This guide covers how Quality and Sustainability teams at food and beverage suppliers can respond to ESG questionnaires together, with shared ownership, consistent answers, and a joint approval workflow.

Maikel Fontein
9 min
min

A customer sends an ESG questionnaire. The ESG coordinator splits it up: food safety and certification questions go to Quality, emissions and environmental questions go to Sustainability. Both teams answer their sections. The responses go out. Three weeks later the customer's technical team flags that the water usage figure in the environmental section does not match the water management statement in the food safety section. Neither team knew the other had addressed it.
This is what happens when two teams with different data, different language, and different priorities respond to the same questionnaire without a shared system connecting them.
If you manage ESG questionnaire responses at a food or beverage manufacturer and you are not the only person who needs to be involved, this guide is for you. It covers where the coordination breaks down, how to build a system that prevents it, and what a coherent joint response process looks like in practice.
Why ESG questionnaires expose the gap between Quality and Sustainability every time
Most food suppliers have separate Quality and Sustainability functions. Quality owns food safety systems, certifications, allergen management, and audit documentation. Sustainability owns emissions data, environmental policies, ethical sourcing, and ESG reporting. In day-to-day operations, the two teams rarely need to produce a single shared output.
ESG questionnaires change that. A customer qualification questionnaire or an EcoVadis assessment does not respect the boundaries between functions. It asks about FSSC 22000 certification and greenhouse gas emissions in the same submission. It asks about HACCP documentation and human rights policies in the same document. It asks about allergen controls and water consumption targets in the same portal.
Every ESG questionnaire ends up as a deadline that lands on multiple desks at once with no clear owner. The coordinator scrambles. Deadlines slip. And the answers that come back from two separate teams frequently do not tell a consistent story.
What does a typical ESG questionnaire ask Quality teams versus Sustainability teams?
Quality-owned questions typically cover:
Food safety management system and certifications (FSSC 22000, BRCGS, IFS)

▶ **Provided records**
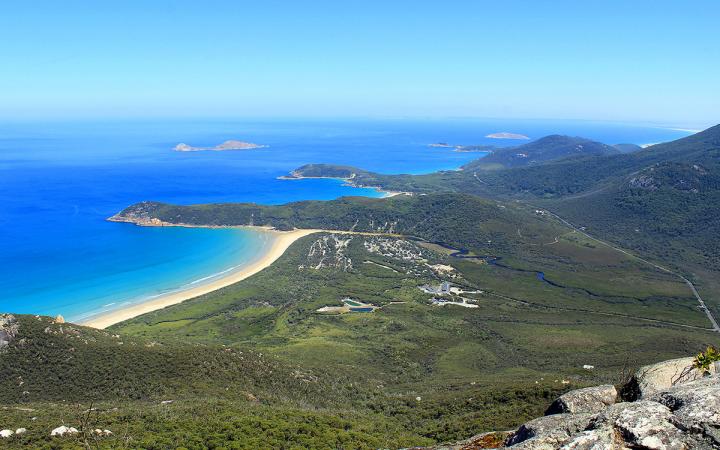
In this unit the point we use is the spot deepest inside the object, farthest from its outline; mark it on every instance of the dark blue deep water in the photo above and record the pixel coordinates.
---
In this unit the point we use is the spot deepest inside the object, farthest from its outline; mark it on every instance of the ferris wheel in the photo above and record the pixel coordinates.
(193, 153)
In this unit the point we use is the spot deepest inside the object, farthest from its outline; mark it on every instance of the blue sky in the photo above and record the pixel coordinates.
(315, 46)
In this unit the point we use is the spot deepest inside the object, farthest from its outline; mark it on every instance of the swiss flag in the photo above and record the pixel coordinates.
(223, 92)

▶ **Exercise objective**
Write out the guide on ESG questionnaires above in full, word for word.

▶ **Task result**
This guide covers how Quality and Sustainability teams at food and beverage suppliers can respond to ESG questionnaires together, with shared ownership, consistent answers, and a joint approval workflow.

Maikel Fontein
9 min
min

A customer sends an ESG questionnaire. The ESG coordinator splits it up: food safety and certification questions go to Quality, emissions and environmental questions go to Sustainability. Both teams answer their sections. The responses go out. Three weeks later the customer's technical team flags that the water usage figure in the environmental section does not match the water management statement in the food safety section. Neither team knew the other had addressed it.
This is what happens when two teams with different data, different language, and different priorities respond to the same questionnaire without a shared system connecting them.
If you manage ESG questionnaire responses at a food or beverage manufacturer and you are not the only person who needs to be involved, this guide is for you. It covers where the coordination breaks down, how to build a system that prevents it, and what a coherent joint response process looks like in practice.
Why ESG questionnaires expose the gap between Quality and Sustainability every time
Most food suppliers have separate Quality and Sustainability functions. Quality owns food safety systems, certifications, allergen management, and audit documentation. Sustainability owns emissions data, environmental policies, ethical sourcing, and ESG reporting. In day-to-day operations, the two teams rarely need to produce a single shared output.
ESG questionnaires change that. A customer qualification questionnaire or an EcoVadis assessment does not respect the boundaries between functions. It asks about FSSC 22000 certification and greenhouse gas emissions in the same submission. It asks about HACCP documentation and human rights policies in the same document. It asks about allergen controls and water consumption targets in the same portal.
Every ESG questionnaire ends up as a deadline that lands on multiple desks at once with no clear owner. The coordinator scrambles. Deadlines slip. And the answers that come back from two separate teams frequently do not tell a consistent story.
What does a typical ESG questionnaire ask Quality teams versus Sustainability teams?
Quality-owned questions typically cover:
Food safety management system and certifications (FSSC 22000, BRCGS, IFS)